Reproduce the data verbatim, everything from the line containing "task | place a point on the front" down to the line containing "x=355, y=190", with both of those lines included.
Start of Entries
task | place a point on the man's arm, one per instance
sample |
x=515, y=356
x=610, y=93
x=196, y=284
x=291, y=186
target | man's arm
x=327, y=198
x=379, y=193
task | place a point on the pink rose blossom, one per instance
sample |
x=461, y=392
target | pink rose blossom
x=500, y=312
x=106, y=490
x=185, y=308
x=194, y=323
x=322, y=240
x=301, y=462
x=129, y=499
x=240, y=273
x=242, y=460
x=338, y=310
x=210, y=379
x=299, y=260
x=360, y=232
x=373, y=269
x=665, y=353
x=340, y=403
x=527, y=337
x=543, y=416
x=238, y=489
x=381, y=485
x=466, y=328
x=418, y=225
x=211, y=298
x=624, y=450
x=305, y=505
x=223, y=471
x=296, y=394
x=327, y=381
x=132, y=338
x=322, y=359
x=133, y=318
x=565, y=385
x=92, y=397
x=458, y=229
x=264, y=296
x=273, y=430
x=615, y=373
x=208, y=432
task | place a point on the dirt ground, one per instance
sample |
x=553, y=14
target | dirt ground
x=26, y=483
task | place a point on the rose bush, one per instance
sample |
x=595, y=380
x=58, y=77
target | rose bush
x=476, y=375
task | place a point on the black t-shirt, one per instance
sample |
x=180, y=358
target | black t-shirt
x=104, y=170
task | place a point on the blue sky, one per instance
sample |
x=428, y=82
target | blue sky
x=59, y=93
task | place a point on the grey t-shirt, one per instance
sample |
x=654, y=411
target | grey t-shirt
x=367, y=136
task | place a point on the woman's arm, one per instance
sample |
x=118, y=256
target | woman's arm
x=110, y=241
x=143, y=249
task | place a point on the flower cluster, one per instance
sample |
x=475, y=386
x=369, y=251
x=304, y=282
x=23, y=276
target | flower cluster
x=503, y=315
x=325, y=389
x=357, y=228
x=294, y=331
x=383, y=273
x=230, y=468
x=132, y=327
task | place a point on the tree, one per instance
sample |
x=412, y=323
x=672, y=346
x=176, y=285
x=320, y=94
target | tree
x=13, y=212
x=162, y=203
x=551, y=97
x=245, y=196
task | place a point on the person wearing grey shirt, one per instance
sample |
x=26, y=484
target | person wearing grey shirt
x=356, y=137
End of Entries
Start of Entries
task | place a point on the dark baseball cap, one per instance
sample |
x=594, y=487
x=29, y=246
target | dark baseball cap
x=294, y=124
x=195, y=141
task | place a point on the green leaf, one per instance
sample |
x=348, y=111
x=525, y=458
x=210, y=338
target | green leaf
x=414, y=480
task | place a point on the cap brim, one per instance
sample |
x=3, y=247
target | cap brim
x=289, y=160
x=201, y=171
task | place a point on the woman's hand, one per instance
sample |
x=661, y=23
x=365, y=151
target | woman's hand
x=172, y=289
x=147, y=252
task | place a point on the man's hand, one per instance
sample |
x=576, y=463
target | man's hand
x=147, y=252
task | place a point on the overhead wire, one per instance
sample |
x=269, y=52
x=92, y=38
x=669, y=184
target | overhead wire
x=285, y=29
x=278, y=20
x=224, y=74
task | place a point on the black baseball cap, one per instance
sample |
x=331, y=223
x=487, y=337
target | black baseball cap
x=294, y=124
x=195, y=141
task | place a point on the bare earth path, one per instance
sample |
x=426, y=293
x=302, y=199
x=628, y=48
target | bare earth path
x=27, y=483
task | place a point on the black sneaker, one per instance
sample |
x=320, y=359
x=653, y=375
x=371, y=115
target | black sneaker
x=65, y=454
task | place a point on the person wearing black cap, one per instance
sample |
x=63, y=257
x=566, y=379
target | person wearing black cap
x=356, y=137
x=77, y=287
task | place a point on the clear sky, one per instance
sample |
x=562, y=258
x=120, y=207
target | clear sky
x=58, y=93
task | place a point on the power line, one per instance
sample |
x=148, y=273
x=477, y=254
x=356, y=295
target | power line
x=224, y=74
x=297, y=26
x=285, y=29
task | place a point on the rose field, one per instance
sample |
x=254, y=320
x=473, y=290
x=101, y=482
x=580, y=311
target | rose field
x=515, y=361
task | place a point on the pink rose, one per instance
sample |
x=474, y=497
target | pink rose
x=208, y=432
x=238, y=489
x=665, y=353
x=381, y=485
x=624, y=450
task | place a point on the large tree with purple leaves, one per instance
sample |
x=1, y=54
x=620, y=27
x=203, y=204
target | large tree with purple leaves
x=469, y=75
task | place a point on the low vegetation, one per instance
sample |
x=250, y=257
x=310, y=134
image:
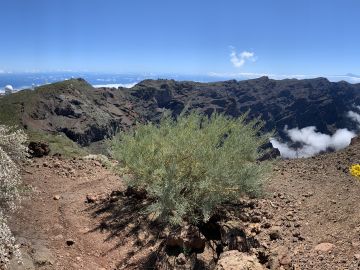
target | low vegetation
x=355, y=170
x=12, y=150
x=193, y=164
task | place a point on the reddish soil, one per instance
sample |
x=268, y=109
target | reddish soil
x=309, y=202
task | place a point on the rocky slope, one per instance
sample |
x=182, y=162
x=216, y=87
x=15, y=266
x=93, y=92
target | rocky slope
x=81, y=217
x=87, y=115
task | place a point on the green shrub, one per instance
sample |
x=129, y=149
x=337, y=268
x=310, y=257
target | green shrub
End of Entries
Start of Entries
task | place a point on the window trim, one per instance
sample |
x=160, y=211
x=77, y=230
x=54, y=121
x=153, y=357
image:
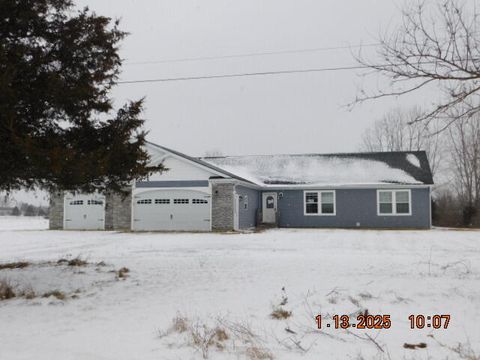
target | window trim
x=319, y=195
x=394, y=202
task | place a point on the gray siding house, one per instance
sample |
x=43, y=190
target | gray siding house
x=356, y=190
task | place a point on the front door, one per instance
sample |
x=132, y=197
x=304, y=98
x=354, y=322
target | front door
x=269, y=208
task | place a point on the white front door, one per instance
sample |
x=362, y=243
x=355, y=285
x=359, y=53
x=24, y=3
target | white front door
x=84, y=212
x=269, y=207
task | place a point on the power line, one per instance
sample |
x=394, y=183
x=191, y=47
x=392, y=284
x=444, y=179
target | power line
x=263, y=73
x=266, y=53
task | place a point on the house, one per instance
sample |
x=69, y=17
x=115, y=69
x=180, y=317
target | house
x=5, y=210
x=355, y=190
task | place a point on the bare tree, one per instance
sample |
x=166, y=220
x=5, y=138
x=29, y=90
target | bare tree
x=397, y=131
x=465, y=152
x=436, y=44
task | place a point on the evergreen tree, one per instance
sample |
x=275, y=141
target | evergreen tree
End of Entries
* _Written response_
task | place a point on the front door, one per instance
sample |
x=132, y=197
x=304, y=98
x=354, y=322
target | front door
x=269, y=208
task | place a point on the white front door, one per instance
sample |
x=362, y=243
x=355, y=285
x=359, y=53
x=24, y=3
target | white front door
x=84, y=212
x=269, y=207
task | place a point on the power line, one per instance
sample |
x=394, y=183
x=191, y=47
x=392, y=284
x=444, y=179
target | power line
x=263, y=73
x=266, y=53
task | place a point on the house, one per instance
sample |
x=69, y=17
x=115, y=69
x=180, y=317
target | house
x=5, y=210
x=355, y=190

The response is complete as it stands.